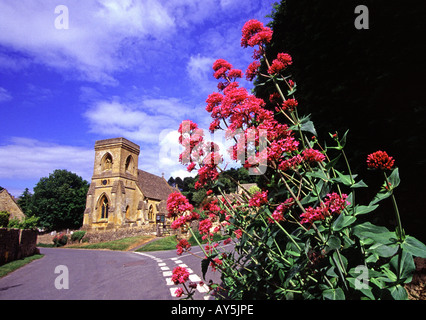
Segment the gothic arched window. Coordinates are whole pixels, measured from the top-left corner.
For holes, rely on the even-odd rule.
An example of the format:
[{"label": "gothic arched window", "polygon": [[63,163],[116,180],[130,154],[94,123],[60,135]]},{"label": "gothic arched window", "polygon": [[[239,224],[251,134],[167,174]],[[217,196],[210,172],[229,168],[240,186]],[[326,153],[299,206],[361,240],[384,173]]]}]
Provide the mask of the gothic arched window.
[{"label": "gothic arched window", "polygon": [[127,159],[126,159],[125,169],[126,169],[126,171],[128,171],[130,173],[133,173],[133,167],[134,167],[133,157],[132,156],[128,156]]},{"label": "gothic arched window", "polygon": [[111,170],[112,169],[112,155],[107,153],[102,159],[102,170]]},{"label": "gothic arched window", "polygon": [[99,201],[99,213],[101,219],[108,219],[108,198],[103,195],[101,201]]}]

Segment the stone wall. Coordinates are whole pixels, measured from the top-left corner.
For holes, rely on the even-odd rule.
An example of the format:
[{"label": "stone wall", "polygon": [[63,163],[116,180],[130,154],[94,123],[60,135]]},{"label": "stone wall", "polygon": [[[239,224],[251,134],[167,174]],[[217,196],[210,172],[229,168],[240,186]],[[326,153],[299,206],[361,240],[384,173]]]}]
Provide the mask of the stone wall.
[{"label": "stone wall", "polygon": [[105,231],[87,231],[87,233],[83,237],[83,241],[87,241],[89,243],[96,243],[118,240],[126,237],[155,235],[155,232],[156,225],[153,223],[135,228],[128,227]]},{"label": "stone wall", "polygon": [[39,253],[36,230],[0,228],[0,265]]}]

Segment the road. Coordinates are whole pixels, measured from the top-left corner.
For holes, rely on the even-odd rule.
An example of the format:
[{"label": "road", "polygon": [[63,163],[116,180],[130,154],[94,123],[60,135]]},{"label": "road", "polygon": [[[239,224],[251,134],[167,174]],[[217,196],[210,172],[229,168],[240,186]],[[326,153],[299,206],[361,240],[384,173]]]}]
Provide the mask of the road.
++++++++++
Every entry belongs in the answer exactly as written, but no picture does.

Solved exercise:
Segment the gothic arched window. Coordinates are whole pixels, measured from the top-left corner.
For holes, rely on the even-odd rule.
An example of the format:
[{"label": "gothic arched window", "polygon": [[63,163],[116,180],[130,154],[94,123],[60,135]]},{"label": "gothic arched window", "polygon": [[[239,224],[251,134],[167,174]],[[217,196],[210,172],[229,168],[240,186]],[[326,153],[299,206],[361,240],[384,173]]]}]
Provide the mask of the gothic arched window.
[{"label": "gothic arched window", "polygon": [[127,159],[126,159],[125,169],[126,169],[126,171],[128,171],[130,173],[133,173],[133,167],[134,167],[133,157],[132,156],[128,156]]},{"label": "gothic arched window", "polygon": [[111,170],[112,169],[112,155],[107,153],[102,159],[102,170]]},{"label": "gothic arched window", "polygon": [[99,201],[99,213],[101,219],[108,219],[108,198],[103,195],[101,201]]}]

Segment the stone wall. Coordinates are whole pixels, measured from the top-left corner.
For holes, rely on the even-odd rule.
An example of the format:
[{"label": "stone wall", "polygon": [[63,163],[116,180],[130,154],[94,123],[60,135]]},{"label": "stone wall", "polygon": [[[239,224],[251,134],[167,174]],[[217,196],[210,172],[229,168],[240,186]],[[326,153],[299,206],[361,240],[384,173]]]}]
Provide the mask of the stone wall.
[{"label": "stone wall", "polygon": [[105,231],[87,231],[87,233],[83,237],[83,241],[87,241],[89,243],[96,243],[118,240],[126,237],[155,235],[155,232],[156,225],[153,223],[135,228],[128,227]]},{"label": "stone wall", "polygon": [[39,253],[36,230],[0,228],[0,265]]}]

Segment the road. Coordinates are whole pixels, measured from the top-left corner.
For holes, rely on the even-odd rule.
An example of the format:
[{"label": "road", "polygon": [[63,163],[116,180],[130,154],[94,123],[60,135]]},{"label": "road", "polygon": [[[239,224],[251,134],[167,174]],[[217,196],[210,172],[229,168],[240,186]],[[326,153],[299,206],[361,240],[384,173]]]}]
Provide the mask of the road.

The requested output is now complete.